- 抜粋本文
----

PHP Biz Online 衆知(Voice) 4月22日(月)12時36分配信

◆デフレは政治指導力の欠如が原因◆

 じつに私は十数年にわたり、日本が経済的苦境を脱するためには、インフレ目標を設定するなど大胆な金融政策を採用すべきこと、また同時に大規模な財政出動を実施することで経済を強化することの必要性を建議してきた。まさにいま「アベノミクス」と呼ばれる一連の政策によって、これらが実現しようとしている。私が安倍総理のリーダーシップに注目する理由である。

 そもそも「失われた20年」といわれるほど、日本が長期低迷に陥った原因とは何だったのか。遡ると、それは1985年のプラザ合意に行き着く。それまで1ドル=250円前後だった円相場は、87年末には同120円近くにまで急騰した。円高によって国内でやっていけなくなった日本企業からの資本と技術の導入によって、台湾や韓国、シンガポール、香港など東アジア諸国は恩恵を受けたが、日本にとっては大きな重荷になった。以後も日本企業は一生懸命コストを下げ、モノづくりを続けてきたが、それも限界が近づいていた。

----

- 資料抜粋
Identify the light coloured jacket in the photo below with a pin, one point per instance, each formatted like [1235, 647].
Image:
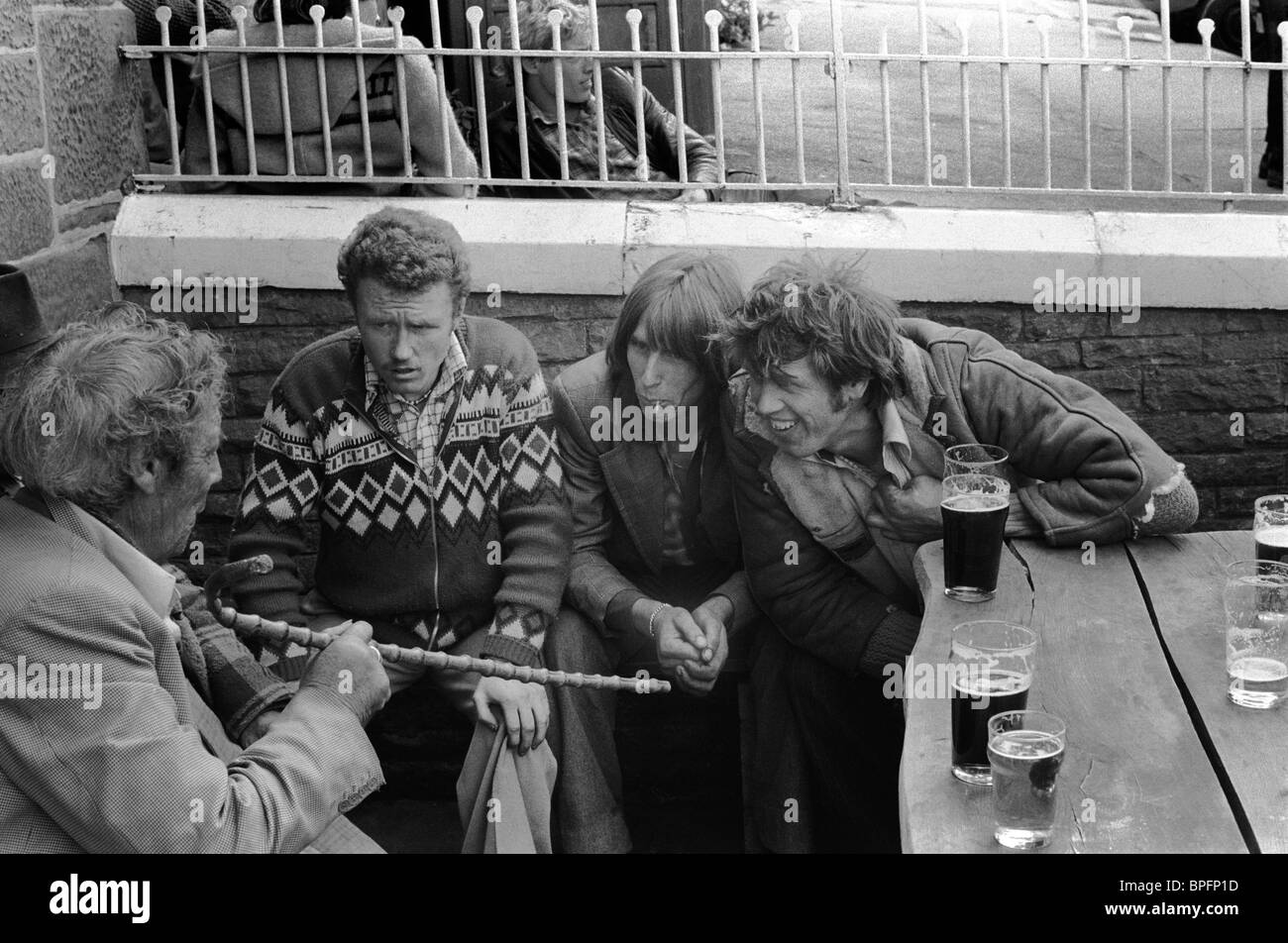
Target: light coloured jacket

----

- 課題 1
本文によると、1985年のプラザ合意より前の円相場は1ドル何円前後だったか。
- 課題 2
本文の「じつに私は十数年にわたり、日」から「続けてきたが、それも限界が近づいていた。」までのすべてを、「日本企業」を「国内企業」に置き換えて書き直してください。

- 解答 1
1ドル＝250円前後です。

- 解答 2
じつに私は十数年にわたり、日本が経済的苦境を脱するためには、インフレ目標を設定するなど大胆な金融政策を採用すべきこと、また同時に大規模な財政出動を実施することで経済を強化することの必要性を建議してきた。まさにいま「アベノミクス」と呼ばれる一連の政策によって、これらが実現しようとしている。私が安倍総理のリーダーシップに注目する理由である。

 そもそも「失われた20年」といわれるほど、日本が長期低迷に陥った原因とは何だったのか。遡ると、それは1985年のプラザ合意に行き着く。それまで1ドル=250円前後だった円相場は、87年末には同120円近くにまで急騰した。円高によって国内でやっていけなくなった国内企業からの資本と技術の導入によって、台湾や韓国、シンガポール、香港など東アジア諸国は恩恵を受けたが、日本にとっては大きな重荷になった。以後も国内企業は一生懸命コストを下げ、モノづくりを続けてきたが、それも限界が近づいていた。